◆ RECORDS FOR PROCESSING
·····

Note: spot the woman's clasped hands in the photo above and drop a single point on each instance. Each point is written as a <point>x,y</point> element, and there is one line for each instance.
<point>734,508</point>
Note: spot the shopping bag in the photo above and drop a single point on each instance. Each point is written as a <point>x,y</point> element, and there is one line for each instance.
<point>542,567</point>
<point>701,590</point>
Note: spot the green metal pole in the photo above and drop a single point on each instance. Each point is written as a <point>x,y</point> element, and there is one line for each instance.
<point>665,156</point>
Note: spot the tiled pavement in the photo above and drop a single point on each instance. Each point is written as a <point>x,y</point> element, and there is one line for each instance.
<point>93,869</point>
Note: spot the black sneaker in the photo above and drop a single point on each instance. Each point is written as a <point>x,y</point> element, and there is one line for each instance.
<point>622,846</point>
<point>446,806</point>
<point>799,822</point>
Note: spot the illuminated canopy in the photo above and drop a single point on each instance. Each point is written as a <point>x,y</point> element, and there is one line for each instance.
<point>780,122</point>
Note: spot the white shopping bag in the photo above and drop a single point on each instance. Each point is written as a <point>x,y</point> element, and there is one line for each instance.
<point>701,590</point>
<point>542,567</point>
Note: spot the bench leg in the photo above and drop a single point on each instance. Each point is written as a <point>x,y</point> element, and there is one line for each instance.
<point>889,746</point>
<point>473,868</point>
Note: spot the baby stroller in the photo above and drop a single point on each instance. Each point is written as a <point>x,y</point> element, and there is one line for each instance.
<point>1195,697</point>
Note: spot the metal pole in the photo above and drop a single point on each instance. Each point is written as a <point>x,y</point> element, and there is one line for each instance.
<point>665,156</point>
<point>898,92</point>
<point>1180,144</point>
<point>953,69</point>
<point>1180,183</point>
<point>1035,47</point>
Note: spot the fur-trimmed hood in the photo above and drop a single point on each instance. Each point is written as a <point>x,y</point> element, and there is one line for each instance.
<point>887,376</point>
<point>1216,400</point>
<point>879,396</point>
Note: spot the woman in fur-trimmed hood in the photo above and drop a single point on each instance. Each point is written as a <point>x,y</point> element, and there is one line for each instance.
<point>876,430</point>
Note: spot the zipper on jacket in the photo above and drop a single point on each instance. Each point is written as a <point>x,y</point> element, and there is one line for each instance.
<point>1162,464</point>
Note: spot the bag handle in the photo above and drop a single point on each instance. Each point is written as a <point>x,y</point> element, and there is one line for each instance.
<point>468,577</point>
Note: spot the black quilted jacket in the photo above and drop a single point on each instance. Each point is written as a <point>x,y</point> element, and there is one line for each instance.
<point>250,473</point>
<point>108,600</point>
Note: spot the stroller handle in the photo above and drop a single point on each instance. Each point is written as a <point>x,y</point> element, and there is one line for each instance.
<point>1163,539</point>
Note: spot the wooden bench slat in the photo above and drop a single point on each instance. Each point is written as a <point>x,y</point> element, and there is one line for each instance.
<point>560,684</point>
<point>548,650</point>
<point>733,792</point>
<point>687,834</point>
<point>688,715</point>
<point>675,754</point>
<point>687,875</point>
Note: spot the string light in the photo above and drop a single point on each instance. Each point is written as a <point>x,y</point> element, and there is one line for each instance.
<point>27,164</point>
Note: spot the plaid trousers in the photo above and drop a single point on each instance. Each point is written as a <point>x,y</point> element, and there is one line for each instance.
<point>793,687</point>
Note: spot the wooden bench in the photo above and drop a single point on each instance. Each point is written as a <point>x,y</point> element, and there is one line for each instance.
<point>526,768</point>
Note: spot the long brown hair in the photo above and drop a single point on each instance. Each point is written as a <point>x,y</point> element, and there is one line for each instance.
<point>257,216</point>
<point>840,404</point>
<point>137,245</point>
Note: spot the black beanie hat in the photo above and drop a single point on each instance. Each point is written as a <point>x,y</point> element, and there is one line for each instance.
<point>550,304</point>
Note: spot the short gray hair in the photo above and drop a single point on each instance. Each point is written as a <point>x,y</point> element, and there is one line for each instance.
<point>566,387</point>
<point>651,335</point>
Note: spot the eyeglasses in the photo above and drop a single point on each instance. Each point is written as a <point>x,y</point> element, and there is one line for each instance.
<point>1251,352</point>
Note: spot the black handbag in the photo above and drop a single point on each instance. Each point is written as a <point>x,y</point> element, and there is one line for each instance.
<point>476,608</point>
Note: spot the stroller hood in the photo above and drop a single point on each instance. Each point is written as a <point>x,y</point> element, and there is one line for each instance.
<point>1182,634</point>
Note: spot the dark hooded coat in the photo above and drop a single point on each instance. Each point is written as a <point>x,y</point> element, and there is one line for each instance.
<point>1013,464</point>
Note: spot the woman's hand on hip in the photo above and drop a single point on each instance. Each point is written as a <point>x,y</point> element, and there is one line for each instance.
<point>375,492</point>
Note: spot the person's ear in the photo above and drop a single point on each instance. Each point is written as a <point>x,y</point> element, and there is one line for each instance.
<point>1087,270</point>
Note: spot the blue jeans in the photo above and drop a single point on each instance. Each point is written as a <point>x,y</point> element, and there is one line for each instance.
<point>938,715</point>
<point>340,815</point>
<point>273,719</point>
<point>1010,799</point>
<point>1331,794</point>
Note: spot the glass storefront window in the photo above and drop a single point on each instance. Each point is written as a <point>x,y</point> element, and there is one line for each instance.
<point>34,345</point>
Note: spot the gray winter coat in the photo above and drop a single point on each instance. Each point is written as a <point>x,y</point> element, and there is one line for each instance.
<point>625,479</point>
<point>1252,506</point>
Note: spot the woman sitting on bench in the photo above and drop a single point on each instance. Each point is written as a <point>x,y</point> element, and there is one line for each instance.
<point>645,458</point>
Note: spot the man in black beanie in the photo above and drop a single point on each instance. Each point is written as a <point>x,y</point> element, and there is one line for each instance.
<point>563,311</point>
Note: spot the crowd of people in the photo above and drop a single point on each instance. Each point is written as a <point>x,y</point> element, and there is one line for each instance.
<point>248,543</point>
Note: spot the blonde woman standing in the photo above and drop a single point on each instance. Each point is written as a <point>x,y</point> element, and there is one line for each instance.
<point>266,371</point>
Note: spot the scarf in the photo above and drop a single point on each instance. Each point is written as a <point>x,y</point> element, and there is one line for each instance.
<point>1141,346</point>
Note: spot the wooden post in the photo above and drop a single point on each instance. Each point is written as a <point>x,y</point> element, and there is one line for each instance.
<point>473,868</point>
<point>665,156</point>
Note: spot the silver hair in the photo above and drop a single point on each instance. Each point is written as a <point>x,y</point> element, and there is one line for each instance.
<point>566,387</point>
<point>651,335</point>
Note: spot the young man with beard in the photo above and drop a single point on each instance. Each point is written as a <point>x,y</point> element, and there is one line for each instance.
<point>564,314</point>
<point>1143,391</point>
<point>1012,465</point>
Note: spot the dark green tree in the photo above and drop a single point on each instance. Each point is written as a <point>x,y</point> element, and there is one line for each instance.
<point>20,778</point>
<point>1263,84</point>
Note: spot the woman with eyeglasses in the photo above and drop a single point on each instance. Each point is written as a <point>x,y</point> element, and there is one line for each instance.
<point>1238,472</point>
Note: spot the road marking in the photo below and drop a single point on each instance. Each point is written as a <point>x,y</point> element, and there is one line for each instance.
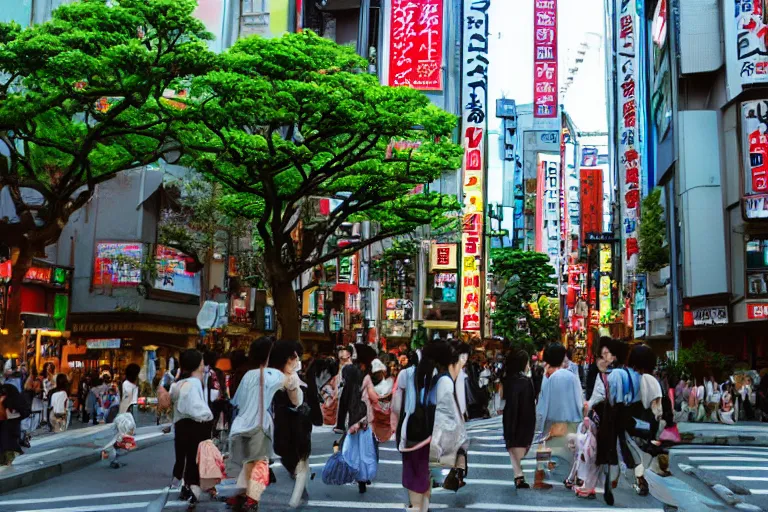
<point>729,459</point>
<point>748,478</point>
<point>548,508</point>
<point>24,458</point>
<point>97,508</point>
<point>84,497</point>
<point>366,505</point>
<point>735,468</point>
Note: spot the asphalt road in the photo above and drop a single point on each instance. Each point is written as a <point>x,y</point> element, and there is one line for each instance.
<point>99,489</point>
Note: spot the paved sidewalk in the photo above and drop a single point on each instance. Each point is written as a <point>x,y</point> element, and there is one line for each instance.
<point>55,454</point>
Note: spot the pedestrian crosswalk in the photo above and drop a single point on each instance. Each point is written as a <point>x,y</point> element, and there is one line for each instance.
<point>744,466</point>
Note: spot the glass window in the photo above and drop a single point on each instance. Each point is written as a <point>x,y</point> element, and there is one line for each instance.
<point>757,267</point>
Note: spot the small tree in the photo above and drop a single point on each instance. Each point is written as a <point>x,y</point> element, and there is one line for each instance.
<point>284,121</point>
<point>524,277</point>
<point>81,99</point>
<point>654,255</point>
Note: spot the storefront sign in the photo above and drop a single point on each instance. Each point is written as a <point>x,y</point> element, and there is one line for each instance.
<point>754,123</point>
<point>475,101</point>
<point>545,91</point>
<point>757,310</point>
<point>172,274</point>
<point>756,206</point>
<point>628,136</point>
<point>710,316</point>
<point>103,344</point>
<point>591,191</point>
<point>442,257</point>
<point>416,44</point>
<point>117,264</point>
<point>745,44</point>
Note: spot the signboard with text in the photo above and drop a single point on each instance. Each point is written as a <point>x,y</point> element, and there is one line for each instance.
<point>416,44</point>
<point>474,122</point>
<point>545,91</point>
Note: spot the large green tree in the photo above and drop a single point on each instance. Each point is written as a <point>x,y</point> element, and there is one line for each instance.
<point>521,278</point>
<point>282,122</point>
<point>81,99</point>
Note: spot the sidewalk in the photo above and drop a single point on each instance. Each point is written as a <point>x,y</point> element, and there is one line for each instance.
<point>56,454</point>
<point>743,433</point>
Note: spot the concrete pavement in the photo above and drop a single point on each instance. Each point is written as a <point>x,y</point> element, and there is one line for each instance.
<point>96,488</point>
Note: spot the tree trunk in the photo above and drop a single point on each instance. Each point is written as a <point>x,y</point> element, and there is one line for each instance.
<point>21,260</point>
<point>287,309</point>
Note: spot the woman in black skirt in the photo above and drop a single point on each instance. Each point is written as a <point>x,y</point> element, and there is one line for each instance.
<point>519,412</point>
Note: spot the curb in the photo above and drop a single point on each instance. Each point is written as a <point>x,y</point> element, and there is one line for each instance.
<point>36,475</point>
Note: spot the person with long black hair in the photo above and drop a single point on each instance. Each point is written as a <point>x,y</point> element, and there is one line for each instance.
<point>192,421</point>
<point>293,422</point>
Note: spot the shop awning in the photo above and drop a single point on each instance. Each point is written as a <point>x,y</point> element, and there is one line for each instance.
<point>440,324</point>
<point>347,288</point>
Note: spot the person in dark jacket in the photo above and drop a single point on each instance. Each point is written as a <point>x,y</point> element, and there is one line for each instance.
<point>519,412</point>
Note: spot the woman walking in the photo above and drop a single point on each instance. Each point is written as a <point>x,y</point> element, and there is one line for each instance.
<point>252,430</point>
<point>192,422</point>
<point>519,412</point>
<point>293,424</point>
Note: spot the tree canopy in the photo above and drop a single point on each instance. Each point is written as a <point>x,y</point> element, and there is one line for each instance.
<point>522,278</point>
<point>82,97</point>
<point>282,122</point>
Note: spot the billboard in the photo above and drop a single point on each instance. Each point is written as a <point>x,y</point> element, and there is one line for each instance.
<point>545,91</point>
<point>474,97</point>
<point>416,44</point>
<point>172,274</point>
<point>117,264</point>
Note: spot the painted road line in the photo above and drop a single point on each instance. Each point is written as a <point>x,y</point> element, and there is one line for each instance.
<point>735,468</point>
<point>360,505</point>
<point>98,508</point>
<point>549,508</point>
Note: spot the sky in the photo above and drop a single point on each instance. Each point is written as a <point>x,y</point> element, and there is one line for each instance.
<point>511,69</point>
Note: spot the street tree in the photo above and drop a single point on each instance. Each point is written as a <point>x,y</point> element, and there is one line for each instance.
<point>83,97</point>
<point>283,122</point>
<point>524,278</point>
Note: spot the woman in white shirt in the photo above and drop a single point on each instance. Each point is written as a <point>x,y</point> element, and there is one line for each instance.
<point>130,389</point>
<point>192,421</point>
<point>59,397</point>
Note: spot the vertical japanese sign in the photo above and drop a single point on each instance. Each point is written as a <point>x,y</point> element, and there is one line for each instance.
<point>545,58</point>
<point>627,126</point>
<point>745,44</point>
<point>754,125</point>
<point>474,100</point>
<point>416,44</point>
<point>591,189</point>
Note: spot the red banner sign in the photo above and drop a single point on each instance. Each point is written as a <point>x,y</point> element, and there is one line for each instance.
<point>757,310</point>
<point>545,58</point>
<point>416,44</point>
<point>591,189</point>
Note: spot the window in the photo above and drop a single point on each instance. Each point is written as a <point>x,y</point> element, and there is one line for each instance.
<point>757,267</point>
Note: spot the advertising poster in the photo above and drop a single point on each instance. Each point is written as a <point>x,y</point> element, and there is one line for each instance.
<point>545,91</point>
<point>474,122</point>
<point>117,264</point>
<point>416,44</point>
<point>627,125</point>
<point>172,274</point>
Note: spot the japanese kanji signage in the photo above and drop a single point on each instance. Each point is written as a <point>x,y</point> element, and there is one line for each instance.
<point>443,257</point>
<point>475,108</point>
<point>745,44</point>
<point>416,44</point>
<point>545,58</point>
<point>627,125</point>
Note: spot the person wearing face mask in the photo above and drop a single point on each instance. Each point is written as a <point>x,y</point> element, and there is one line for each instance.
<point>293,424</point>
<point>192,421</point>
<point>382,385</point>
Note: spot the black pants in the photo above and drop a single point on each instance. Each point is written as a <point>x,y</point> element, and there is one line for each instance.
<point>189,434</point>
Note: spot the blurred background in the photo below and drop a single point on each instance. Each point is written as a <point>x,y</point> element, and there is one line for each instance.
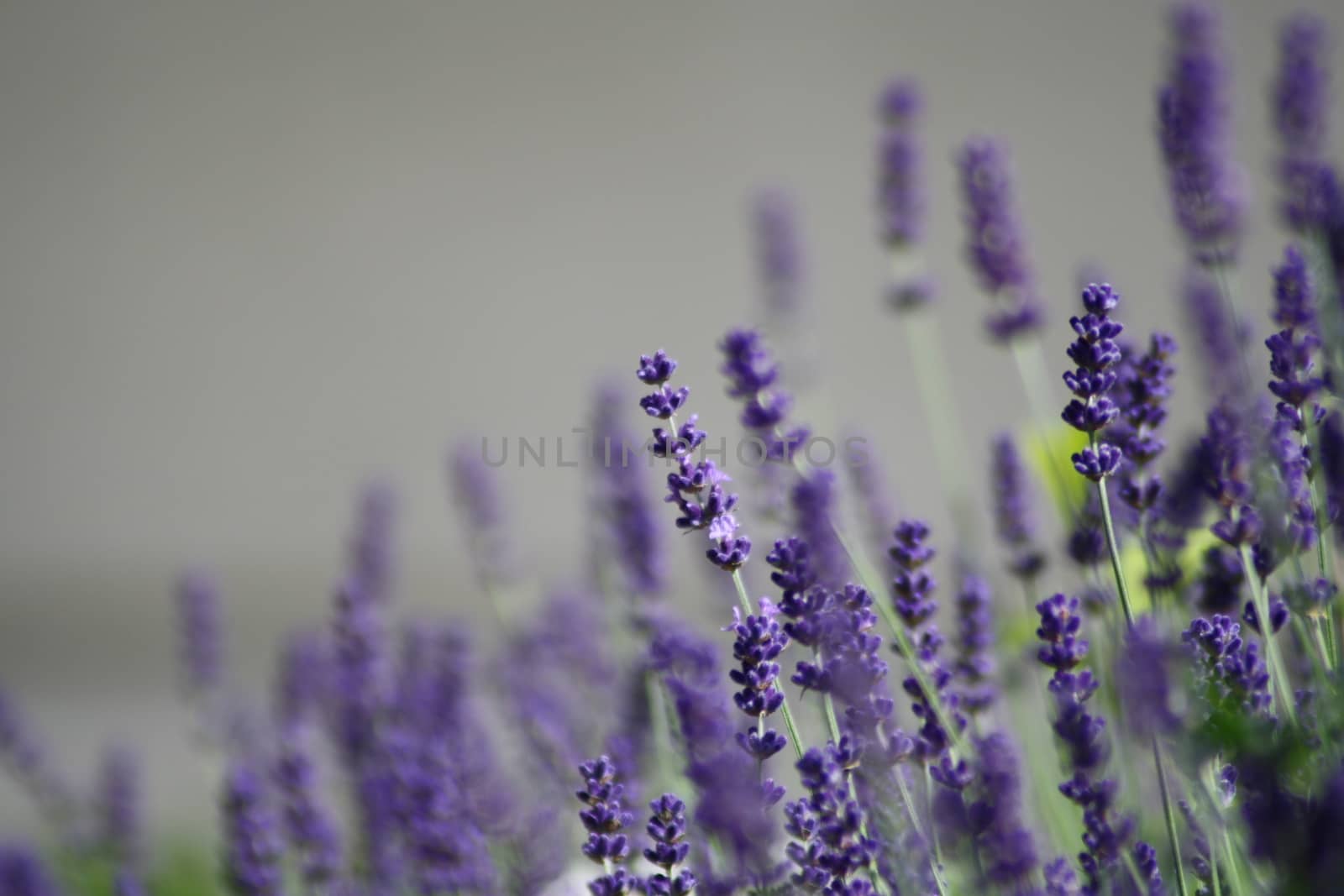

·····

◆ TASK BRIEF
Can you rewrite the records between the lines holding "Note: spot the zipper" and "<point>468,577</point>", inclusive, as a two-column CSV with the headers text and answer? Use one row per record, and put each value in a single quoted field with its line breaks turned into spaces.

◆ ANSWER
text,answer
"Note: spot the zipper on jacket in the photo above and drop a single point on each instance. Each point is written as a <point>x,y</point> element, and there is one line for each instance.","<point>1162,464</point>"
"Note: spot the bag handle in the photo above and drop a single point on each instance. Each point is written as a <point>x,y</point> element, and there is one line for each instance.","<point>468,577</point>"